> _EXERCISE BRIEF_
Put every line of the items below into a Markdown table with two columns, Row and Line. Number the rows in order and leave out blank lines.

-------------------------

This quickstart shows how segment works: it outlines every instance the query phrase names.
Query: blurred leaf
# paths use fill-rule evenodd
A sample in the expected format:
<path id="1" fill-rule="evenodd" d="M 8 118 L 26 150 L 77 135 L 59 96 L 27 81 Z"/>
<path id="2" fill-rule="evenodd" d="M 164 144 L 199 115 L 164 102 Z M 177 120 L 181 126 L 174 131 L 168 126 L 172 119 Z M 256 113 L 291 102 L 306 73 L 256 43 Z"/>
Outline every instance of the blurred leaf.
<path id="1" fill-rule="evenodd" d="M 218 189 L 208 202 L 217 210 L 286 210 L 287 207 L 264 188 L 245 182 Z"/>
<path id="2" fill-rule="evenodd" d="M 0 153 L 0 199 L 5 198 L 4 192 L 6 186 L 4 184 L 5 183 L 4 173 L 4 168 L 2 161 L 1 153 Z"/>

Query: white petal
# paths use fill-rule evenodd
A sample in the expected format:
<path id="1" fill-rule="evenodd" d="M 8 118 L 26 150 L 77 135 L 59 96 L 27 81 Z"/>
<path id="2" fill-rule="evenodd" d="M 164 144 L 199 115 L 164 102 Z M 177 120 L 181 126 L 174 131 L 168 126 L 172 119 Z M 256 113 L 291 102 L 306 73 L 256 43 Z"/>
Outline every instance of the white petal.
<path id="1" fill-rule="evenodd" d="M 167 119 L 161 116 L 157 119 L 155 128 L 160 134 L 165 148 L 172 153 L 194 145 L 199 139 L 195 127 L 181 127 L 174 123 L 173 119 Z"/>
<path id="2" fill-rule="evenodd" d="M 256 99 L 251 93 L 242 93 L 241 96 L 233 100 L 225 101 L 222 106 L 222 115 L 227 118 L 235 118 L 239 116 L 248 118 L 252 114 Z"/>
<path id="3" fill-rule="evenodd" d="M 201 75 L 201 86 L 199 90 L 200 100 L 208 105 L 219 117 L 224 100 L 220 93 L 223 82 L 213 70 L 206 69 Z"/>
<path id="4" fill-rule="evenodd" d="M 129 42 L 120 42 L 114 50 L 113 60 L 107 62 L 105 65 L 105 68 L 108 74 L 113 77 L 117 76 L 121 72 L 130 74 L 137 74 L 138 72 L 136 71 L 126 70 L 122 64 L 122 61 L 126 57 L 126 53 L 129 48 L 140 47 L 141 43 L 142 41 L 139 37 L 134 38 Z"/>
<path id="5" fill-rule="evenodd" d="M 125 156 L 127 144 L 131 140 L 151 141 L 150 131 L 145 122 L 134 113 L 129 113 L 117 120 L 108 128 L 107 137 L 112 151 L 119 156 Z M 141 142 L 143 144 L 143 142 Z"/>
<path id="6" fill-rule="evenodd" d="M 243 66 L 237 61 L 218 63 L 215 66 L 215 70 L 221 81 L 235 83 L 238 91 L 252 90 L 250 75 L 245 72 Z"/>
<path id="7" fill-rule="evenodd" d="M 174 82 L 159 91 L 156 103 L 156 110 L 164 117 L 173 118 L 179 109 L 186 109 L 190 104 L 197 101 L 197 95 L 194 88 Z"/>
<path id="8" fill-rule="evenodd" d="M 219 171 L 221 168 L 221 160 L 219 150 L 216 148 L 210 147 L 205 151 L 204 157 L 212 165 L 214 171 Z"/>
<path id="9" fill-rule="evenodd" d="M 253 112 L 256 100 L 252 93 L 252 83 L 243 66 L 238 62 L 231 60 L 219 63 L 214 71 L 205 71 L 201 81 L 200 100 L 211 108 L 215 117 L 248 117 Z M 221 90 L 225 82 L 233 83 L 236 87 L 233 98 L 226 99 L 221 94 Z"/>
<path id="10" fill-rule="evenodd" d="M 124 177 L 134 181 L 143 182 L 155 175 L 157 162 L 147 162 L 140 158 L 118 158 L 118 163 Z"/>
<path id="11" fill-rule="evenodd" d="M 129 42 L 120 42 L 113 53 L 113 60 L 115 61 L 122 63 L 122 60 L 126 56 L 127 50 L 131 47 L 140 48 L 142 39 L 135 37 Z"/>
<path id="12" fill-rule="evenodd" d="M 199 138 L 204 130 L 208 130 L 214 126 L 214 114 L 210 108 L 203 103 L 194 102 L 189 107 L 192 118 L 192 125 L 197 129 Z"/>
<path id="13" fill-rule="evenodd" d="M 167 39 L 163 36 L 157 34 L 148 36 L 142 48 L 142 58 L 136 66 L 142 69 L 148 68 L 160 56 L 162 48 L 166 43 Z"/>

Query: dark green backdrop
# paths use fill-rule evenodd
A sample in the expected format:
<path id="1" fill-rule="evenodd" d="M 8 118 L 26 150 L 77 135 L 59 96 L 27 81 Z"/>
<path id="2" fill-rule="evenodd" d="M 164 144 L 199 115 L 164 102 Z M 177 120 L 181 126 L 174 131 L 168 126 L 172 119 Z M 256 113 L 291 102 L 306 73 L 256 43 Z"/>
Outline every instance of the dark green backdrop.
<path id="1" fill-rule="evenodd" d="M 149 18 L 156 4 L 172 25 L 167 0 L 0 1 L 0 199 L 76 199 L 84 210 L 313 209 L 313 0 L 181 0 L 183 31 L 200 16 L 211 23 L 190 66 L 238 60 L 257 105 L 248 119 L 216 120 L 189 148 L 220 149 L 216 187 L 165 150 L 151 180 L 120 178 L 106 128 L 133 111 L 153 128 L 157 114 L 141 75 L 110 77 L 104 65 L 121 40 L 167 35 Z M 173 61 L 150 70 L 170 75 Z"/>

-------------------------

> _SOLVED EXERCISE_
| Row | Line |
|---|---|
| 1 | This quickstart shows how segment works: it outlines every instance the query phrase names. |
| 2 | Query: blurred leaf |
| 3 | # paths use fill-rule evenodd |
| 4 | A sample in the expected format: |
| 5 | <path id="1" fill-rule="evenodd" d="M 8 118 L 26 150 L 77 135 L 59 96 L 27 81 Z"/> |
| 6 | <path id="2" fill-rule="evenodd" d="M 164 144 L 199 115 L 164 102 Z M 177 120 L 181 126 L 174 131 L 168 126 L 172 119 Z M 256 113 L 291 102 L 306 73 L 256 43 Z"/> |
| 7 | Outline every instance of the blurred leaf. |
| 8 | <path id="1" fill-rule="evenodd" d="M 218 189 L 208 202 L 217 210 L 286 210 L 287 207 L 264 188 L 245 182 Z"/> |
| 9 | <path id="2" fill-rule="evenodd" d="M 0 153 L 0 199 L 5 198 L 4 192 L 6 186 L 4 184 L 5 183 L 4 173 L 4 168 L 2 161 L 1 153 Z"/> |
| 10 | Query: white petal |
| 11 | # paths use fill-rule evenodd |
| 12 | A sample in the expected format: |
| 13 | <path id="1" fill-rule="evenodd" d="M 8 118 L 26 150 L 77 135 L 59 96 L 27 81 Z"/> |
| 14 | <path id="2" fill-rule="evenodd" d="M 164 144 L 199 115 L 164 102 Z M 177 120 L 181 126 L 174 131 L 168 126 L 172 119 Z M 256 113 L 291 102 L 306 73 L 256 43 Z"/> |
| 15 | Outline every instance of the white petal. |
| 16 | <path id="1" fill-rule="evenodd" d="M 167 119 L 161 116 L 157 119 L 155 128 L 160 134 L 165 148 L 172 153 L 194 145 L 199 139 L 195 127 L 181 127 L 174 123 L 173 119 Z"/> |
| 17 | <path id="2" fill-rule="evenodd" d="M 256 99 L 251 93 L 242 93 L 241 96 L 233 100 L 225 101 L 222 106 L 222 115 L 227 118 L 235 118 L 239 116 L 248 118 L 252 114 Z"/> |
| 18 | <path id="3" fill-rule="evenodd" d="M 201 75 L 201 86 L 199 90 L 200 100 L 208 105 L 219 117 L 224 100 L 220 93 L 223 82 L 213 70 L 206 69 Z"/> |
| 19 | <path id="4" fill-rule="evenodd" d="M 129 42 L 120 42 L 114 50 L 113 60 L 107 62 L 105 65 L 105 68 L 108 74 L 113 77 L 117 76 L 121 72 L 130 74 L 137 74 L 138 72 L 136 71 L 126 70 L 122 64 L 122 61 L 126 57 L 126 53 L 129 48 L 140 47 L 141 43 L 142 41 L 139 37 L 134 38 Z"/> |
| 20 | <path id="5" fill-rule="evenodd" d="M 125 156 L 127 144 L 131 140 L 151 141 L 150 131 L 145 122 L 134 113 L 129 113 L 117 120 L 108 128 L 107 137 L 112 151 L 119 156 Z M 141 142 L 143 144 L 143 142 Z"/> |
| 21 | <path id="6" fill-rule="evenodd" d="M 243 66 L 237 61 L 218 63 L 215 66 L 215 70 L 221 81 L 235 83 L 238 91 L 252 90 L 250 75 L 245 72 Z"/> |
| 22 | <path id="7" fill-rule="evenodd" d="M 174 82 L 159 91 L 156 103 L 156 110 L 164 117 L 173 118 L 179 109 L 186 109 L 190 104 L 197 101 L 197 95 L 194 88 Z"/> |
| 23 | <path id="8" fill-rule="evenodd" d="M 219 171 L 221 168 L 221 160 L 219 150 L 216 148 L 210 147 L 205 151 L 204 157 L 212 165 L 214 171 Z"/> |
| 24 | <path id="9" fill-rule="evenodd" d="M 253 112 L 256 100 L 252 93 L 252 83 L 243 66 L 238 62 L 231 60 L 219 63 L 214 71 L 205 71 L 201 81 L 200 100 L 211 108 L 215 117 L 248 117 Z M 221 90 L 225 82 L 233 83 L 236 87 L 233 98 L 226 99 L 221 94 Z"/> |
| 25 | <path id="10" fill-rule="evenodd" d="M 124 177 L 134 181 L 143 182 L 155 175 L 157 162 L 147 162 L 140 158 L 118 158 L 118 163 Z"/> |
| 26 | <path id="11" fill-rule="evenodd" d="M 129 42 L 120 42 L 113 53 L 113 60 L 115 61 L 122 63 L 122 60 L 126 56 L 127 50 L 131 47 L 140 48 L 142 39 L 135 37 Z"/> |
| 27 | <path id="12" fill-rule="evenodd" d="M 199 138 L 204 130 L 208 130 L 214 126 L 214 114 L 210 108 L 203 103 L 194 102 L 189 107 L 192 118 L 192 125 L 197 129 Z"/> |
| 28 | <path id="13" fill-rule="evenodd" d="M 167 39 L 163 36 L 157 34 L 148 36 L 142 48 L 142 58 L 136 66 L 142 69 L 148 68 L 160 56 L 162 48 L 166 43 Z"/> |
| 29 | Query: dark green backdrop |
| 30 | # paths use fill-rule evenodd |
| 31 | A sample in the expected format: |
| 32 | <path id="1" fill-rule="evenodd" d="M 8 118 L 26 150 L 77 135 L 59 96 L 27 81 Z"/> |
| 33 | <path id="2" fill-rule="evenodd" d="M 164 144 L 199 115 L 164 102 Z M 177 120 L 181 126 L 174 131 L 168 126 L 172 119 Z M 256 113 L 291 102 L 306 73 L 256 43 Z"/> |
| 34 | Outline every instance of the dark green backdrop. |
| 35 | <path id="1" fill-rule="evenodd" d="M 149 18 L 156 4 L 172 25 L 167 0 L 0 1 L 0 199 L 76 199 L 84 210 L 313 209 L 313 0 L 181 0 L 183 31 L 200 16 L 211 23 L 190 66 L 238 60 L 257 105 L 248 119 L 216 120 L 189 148 L 220 149 L 216 187 L 165 150 L 151 180 L 120 178 L 106 128 L 133 111 L 153 128 L 157 114 L 141 75 L 110 77 L 104 65 L 121 40 L 167 35 Z M 173 61 L 150 70 L 170 75 Z"/> |